**Assignment:** Once the pictures are set aside, output all the records exactly.

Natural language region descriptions
----

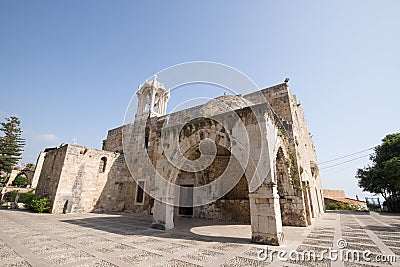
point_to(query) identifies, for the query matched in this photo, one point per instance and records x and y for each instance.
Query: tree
(11, 144)
(383, 176)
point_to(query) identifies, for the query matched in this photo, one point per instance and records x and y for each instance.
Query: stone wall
(51, 172)
(334, 193)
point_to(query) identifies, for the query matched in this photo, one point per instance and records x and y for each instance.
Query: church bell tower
(152, 99)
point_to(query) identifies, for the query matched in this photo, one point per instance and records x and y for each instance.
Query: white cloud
(48, 138)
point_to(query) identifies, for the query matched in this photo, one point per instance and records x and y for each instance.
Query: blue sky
(69, 68)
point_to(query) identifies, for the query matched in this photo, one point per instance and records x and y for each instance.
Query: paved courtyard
(125, 239)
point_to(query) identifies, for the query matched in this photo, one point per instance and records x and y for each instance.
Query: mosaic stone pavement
(125, 239)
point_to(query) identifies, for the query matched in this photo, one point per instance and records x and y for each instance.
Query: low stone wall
(237, 210)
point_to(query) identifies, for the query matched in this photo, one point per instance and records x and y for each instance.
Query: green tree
(11, 144)
(383, 176)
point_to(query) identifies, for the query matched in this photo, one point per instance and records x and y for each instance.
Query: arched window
(103, 164)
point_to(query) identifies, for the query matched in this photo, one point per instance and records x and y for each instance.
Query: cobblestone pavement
(125, 239)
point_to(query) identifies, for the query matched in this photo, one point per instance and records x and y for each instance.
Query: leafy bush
(26, 197)
(20, 181)
(39, 204)
(344, 206)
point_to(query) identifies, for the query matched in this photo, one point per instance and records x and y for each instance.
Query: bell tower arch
(152, 99)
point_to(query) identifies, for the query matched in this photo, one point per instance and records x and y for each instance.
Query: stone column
(163, 215)
(266, 224)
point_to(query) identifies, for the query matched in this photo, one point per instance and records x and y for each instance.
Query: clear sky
(69, 68)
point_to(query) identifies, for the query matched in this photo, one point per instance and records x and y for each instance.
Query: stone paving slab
(125, 239)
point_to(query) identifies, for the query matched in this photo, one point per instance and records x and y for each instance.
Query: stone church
(244, 158)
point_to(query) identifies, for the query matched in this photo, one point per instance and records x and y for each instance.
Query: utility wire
(334, 165)
(346, 156)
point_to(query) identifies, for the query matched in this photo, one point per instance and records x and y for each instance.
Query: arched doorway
(234, 206)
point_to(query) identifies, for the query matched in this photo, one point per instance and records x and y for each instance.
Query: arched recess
(234, 206)
(263, 204)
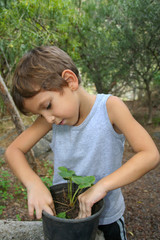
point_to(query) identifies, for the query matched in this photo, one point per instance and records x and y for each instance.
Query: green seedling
(82, 182)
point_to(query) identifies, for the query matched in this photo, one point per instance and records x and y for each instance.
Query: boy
(88, 137)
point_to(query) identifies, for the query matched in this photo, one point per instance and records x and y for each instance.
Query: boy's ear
(71, 79)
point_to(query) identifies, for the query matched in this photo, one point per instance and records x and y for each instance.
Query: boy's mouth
(62, 122)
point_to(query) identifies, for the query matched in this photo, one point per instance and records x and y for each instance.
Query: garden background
(116, 46)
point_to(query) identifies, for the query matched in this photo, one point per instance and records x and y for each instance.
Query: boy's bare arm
(39, 197)
(146, 156)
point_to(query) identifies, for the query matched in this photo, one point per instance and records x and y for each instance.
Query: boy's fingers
(53, 209)
(31, 211)
(50, 209)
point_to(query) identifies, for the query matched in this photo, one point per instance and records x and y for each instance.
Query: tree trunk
(12, 110)
(149, 102)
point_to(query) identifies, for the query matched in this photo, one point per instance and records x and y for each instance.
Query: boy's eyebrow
(40, 105)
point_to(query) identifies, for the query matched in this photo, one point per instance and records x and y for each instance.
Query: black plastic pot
(70, 229)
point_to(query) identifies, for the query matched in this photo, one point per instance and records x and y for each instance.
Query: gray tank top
(92, 148)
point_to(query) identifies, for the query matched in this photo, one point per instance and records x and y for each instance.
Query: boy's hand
(89, 198)
(39, 199)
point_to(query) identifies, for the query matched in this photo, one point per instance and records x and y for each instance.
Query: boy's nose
(50, 119)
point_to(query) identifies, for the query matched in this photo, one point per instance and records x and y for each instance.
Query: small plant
(82, 182)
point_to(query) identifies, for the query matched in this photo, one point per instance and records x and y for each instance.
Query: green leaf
(83, 182)
(61, 215)
(65, 173)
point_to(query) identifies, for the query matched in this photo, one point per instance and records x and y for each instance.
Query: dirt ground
(142, 198)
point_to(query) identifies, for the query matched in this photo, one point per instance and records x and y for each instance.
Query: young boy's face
(55, 107)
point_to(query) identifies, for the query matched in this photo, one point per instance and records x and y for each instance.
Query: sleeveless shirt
(92, 148)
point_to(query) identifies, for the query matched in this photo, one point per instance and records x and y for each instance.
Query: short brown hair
(40, 69)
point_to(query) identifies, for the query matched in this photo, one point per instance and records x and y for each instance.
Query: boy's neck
(86, 103)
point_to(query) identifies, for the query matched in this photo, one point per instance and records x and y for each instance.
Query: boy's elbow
(156, 159)
(8, 153)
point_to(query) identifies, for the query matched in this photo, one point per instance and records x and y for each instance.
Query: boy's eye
(49, 106)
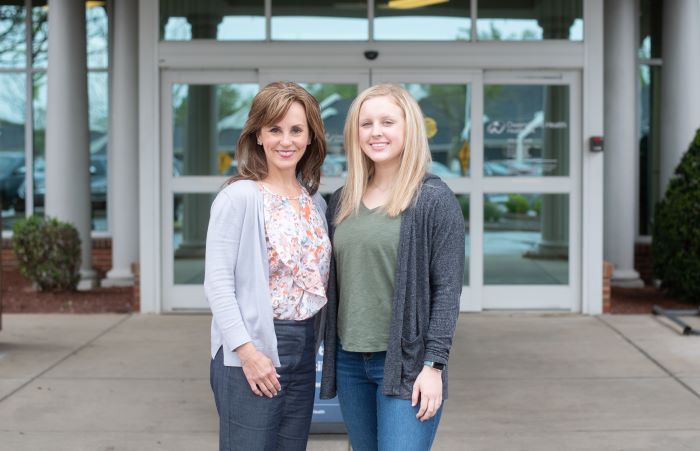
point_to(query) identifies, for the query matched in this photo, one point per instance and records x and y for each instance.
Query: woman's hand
(259, 371)
(427, 389)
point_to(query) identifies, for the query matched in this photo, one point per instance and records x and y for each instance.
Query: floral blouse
(299, 252)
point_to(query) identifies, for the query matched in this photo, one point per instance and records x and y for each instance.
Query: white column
(67, 135)
(621, 139)
(123, 154)
(680, 86)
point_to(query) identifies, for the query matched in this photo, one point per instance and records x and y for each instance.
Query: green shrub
(48, 252)
(676, 230)
(517, 204)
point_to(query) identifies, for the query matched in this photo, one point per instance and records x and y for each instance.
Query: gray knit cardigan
(427, 288)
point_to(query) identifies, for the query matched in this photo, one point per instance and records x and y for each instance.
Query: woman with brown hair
(267, 264)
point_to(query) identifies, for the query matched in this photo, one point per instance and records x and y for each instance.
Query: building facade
(515, 94)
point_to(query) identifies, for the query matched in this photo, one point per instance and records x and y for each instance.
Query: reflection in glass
(334, 100)
(463, 200)
(312, 21)
(184, 20)
(96, 24)
(191, 216)
(447, 111)
(526, 130)
(40, 33)
(402, 20)
(13, 39)
(12, 129)
(524, 20)
(526, 239)
(99, 126)
(649, 144)
(650, 29)
(39, 136)
(207, 121)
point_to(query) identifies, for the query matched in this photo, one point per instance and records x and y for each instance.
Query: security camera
(371, 54)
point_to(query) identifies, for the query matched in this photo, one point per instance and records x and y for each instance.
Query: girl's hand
(259, 371)
(427, 389)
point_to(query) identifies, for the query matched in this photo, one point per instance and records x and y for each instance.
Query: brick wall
(607, 274)
(642, 262)
(101, 260)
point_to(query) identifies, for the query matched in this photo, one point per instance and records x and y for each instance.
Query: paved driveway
(517, 382)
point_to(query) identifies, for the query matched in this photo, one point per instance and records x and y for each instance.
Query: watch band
(434, 365)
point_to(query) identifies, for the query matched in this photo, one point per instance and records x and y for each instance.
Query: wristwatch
(434, 365)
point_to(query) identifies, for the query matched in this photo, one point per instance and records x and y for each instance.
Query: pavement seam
(648, 356)
(65, 357)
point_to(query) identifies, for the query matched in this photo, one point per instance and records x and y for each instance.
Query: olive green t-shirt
(365, 247)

----

**Solution to this task:**
point_to(query) identifies, for the query matched in this photo, one point per instance and records x and y for each instance.
Query: tree
(11, 144)
(383, 176)
point_to(query) identifies, for the query matched in this photo, one point per instance and records x and y for each instance.
Query: stone wall
(51, 172)
(334, 193)
point_to(query) identifies, for the query matched in this photo, one point per instance and records x and y for each instance.
Query: church bell tower
(152, 99)
point_to(query) identifies, for the query matched in this photo, one point per instance and records x and y for each instance.
Query: white cloud
(48, 138)
point_to(query) identifies, for the query matched in this photo, one point per instance and records x and y for each instance.
Query: blue sky
(69, 68)
point_to(query) identifies, for the query matched in this photo, one point per instance and records x and y for each instance.
Query: paved courtyard
(125, 239)
point_to(query) identifies, for the query matched in this photo, one point per instance and records x and y for each instance.
Query: mosaic stone pavement
(125, 239)
point_to(query) identifies, for the query matched in this photo, one point per instance and records x and y for each instance.
Query: low stone wall
(237, 210)
point_to(query) identifies, for the query matched in this photo, one point per instance and records x and y for each instance.
Query: green tree
(11, 144)
(383, 176)
point_to(query) identifies, for the query matched in this photo, one point per instance and records x and y for each instance.
Query: arched window
(103, 164)
point_to(query) identifies, for the query matched in this photo, one point per instance and records x and y for each instance.
Query: cobblestone pavement
(125, 239)
point_to(query) identifies, for the query matched in this photo, one point per instance and records x and y for each instance.
Query: leafy bush
(26, 197)
(20, 181)
(39, 204)
(344, 206)
point_to(query) identifies, for the query matched in this photo, one point per instance and records x and y for each instance.
Query: bell tower arch
(152, 99)
point_to(query) identifies, for the query matched in this photo, one point per instance and records x and y for each instance.
Query: stone column
(163, 215)
(266, 224)
point_to(query) identifies, for the query matched in this photo, one point per instance and records x and y for each instance.
Query: clear sky
(69, 68)
point_to(query) identifies, for the query matched in this photo, one point per instance and records x and y for each instance.
Query: stone paving slab
(125, 239)
point_to(query) identifies, for the query matched in this photo, one point per instance and records x and y for each instance.
Query: stone church
(244, 158)
point_to(query) identifies, for the query matched in this photo, one point per instance and records x and y for each instance.
Query: utility wire
(334, 165)
(346, 156)
point_to(query) identifies, for the query matched in this photo, one point per instance and records x and y for each instance.
Query: arched doorway
(234, 206)
point_to(query) identifies, for the query matched in this photo, one point per instance and records x and y for each instance.
Query: arched recess
(234, 206)
(263, 204)
point_to(query) identifies, for the query matched in this photo, one point per instance and records x and y for each instance.
Query: green seedling
(82, 182)
point_to(query) identifies, for the query matched in this photo, one point per instance and records x and y for each instance.
Query: boy
(88, 137)
point_to(query) identifies, for the query matched in this photo, one point per instance and records x and y for each instance.
Query: boy's ear
(71, 79)
point_to(query) identifies, for the query matched in this photo, one point per instance and records x and y for each instance.
Query: boy's mouth
(62, 122)
point_to(query) identifies, for the query matched in this photo, one point per instance and records x and y for each instance.
Query: garden background
(116, 46)
point_to(query) identifies, for the query matched in this photo, one point per instance and records x and y for each instance.
Query: boy's bare arm
(39, 197)
(146, 156)
point_to(query) identifies, for the query matched in this photo, one point per instance and records x and y for each instance.
Query: boy's fingers
(53, 209)
(31, 211)
(50, 209)
point_to(query) identifies, for the query matched in this photo, one point per instance and records x and y for each instance.
Query: tree trunk
(12, 110)
(149, 102)
point_to(query) identifies, for the query matched in this photo, one point per instance and records x and y for each instance.
Query: boy's eyebrow
(40, 105)
point_to(query) identifies, for the query matched in this photo, one point per instance and records x and y for each instance.
Query: black plastic pot
(70, 229)
point_to(query) identifies, for the query matched in this photo, one point per instance and records x and y for each instance.
Query: gray tank top
(92, 148)
point_to(query) identifies, for the query matched in this photo, one point per instance and records x and y for each instance.
Query: boy's hand
(89, 198)
(39, 199)
point_to(query) identifies, for the query matched in this photo, one point per instance and records x and y for each instance.
Query: boy's nose
(50, 119)
point_to(query) identifies, for the query matched in this photo, one point per instance and records x and y for each instance.
Query: small plant
(82, 182)
point_to(query) identifies, for the query matched in this photo, one point per instance and records x and y for each instance.
Query: green leaf
(83, 182)
(61, 215)
(65, 173)
point_to(query) identifies, for the query matched in this photo, one point per instance and records x and y for each instance.
Query: dirt ground
(142, 198)
point_to(query) identifies, for the query matched in this photo, one point per instance and records x and y for each instance.
Query: young boy's face
(55, 107)
point_to(query) identifies, for the query matched in this photo, one point per instance and records x and y for each instance.
Query: sleeveless shirt
(92, 148)
point_to(query) identifies, for the query matched in this photo, one point per instance and records x and y for each instance.
Query: short brown hair
(40, 69)
point_to(query) identifies, for the query matched in this photo, one point per instance and records x and y for each instance.
Query: boy's neck
(86, 103)
point_to(query) identifies, for the query matched in this photo, one point per instance and records x and y for each instance.
Query: boy's elbow
(156, 159)
(8, 153)
point_to(query) identifies, for the query matched in this photo, one point per instance and records x and y for each instance.
Query: boy's eye
(49, 106)
point_to(query) identifies, for the query matched in this photo, one point per instance and records x and y for each instance.
Query: woman's hand
(259, 371)
(427, 389)
point_to(query) identifies, for the query matched in this photo, one point per instance and records x and y for each instance.
Query: floral blouse
(299, 252)
point_to(query) identifies, for the query matched in this photo, one point per instance and records x and y for each instance.
Query: white column
(67, 135)
(621, 139)
(123, 154)
(680, 86)
point_to(query) identifies, for the query matched in this photo, one point per instance and records x and y for each instance.
Query: green shrub
(48, 252)
(676, 230)
(517, 204)
point_to(query) identifies, for the query matched in this photo, one point per instance and records x and y for each instance.
Query: gray knit cardigan
(427, 288)
point_to(query) identifies, for the query matched in this photo, one point per instance and records x and y for each instance.
Query: woman with brown hair
(267, 264)
point_to(query) identifies, for the query matched in this photo, one point per instance and records x and y for each instance.
Query: building facade
(515, 94)
point_to(query) identifies, for the query matched in this photo, one point per instance and records x and y for each instance.
Query: reflection in glass
(334, 100)
(463, 200)
(312, 21)
(184, 20)
(96, 24)
(191, 216)
(447, 111)
(526, 130)
(40, 33)
(402, 20)
(13, 39)
(12, 129)
(524, 20)
(526, 239)
(99, 126)
(649, 144)
(650, 29)
(39, 136)
(207, 121)
point_to(query) identifies, for the query matched in this photo, one point per instance and records x and y for each instance.
Query: security camera
(371, 54)
point_to(query) identifies, for the query matched in this photo, one point per instance and records x and y for each instance.
Query: girl's hand
(259, 371)
(427, 389)
point_to(query) identifies, for the query matched in this photo, one point per instance and records x and y for each instance.
Query: brick wall
(607, 274)
(642, 262)
(101, 260)
point_to(query) identifies, for the query matched in this photo, one point per instance and records x and y for each instance.
Query: paved driveway
(517, 382)
point_to(query) identifies, for the query matched in this photo, one point per instance and records x and y for each instance.
Query: watch band
(434, 365)
point_to(query) identifies, for the query matched in this photo, one point per instance and records x and y for each instance.
Query: wristwatch
(434, 365)
point_to(query) identifies, for the query matched in this photo, one point per instance and records x and y for each instance.
Query: pavement seam
(648, 356)
(65, 357)
point_to(query) identifies, for the query matched in this photo, one point per instance and records x and y for each instance.
Query: olive green t-shirt
(365, 247)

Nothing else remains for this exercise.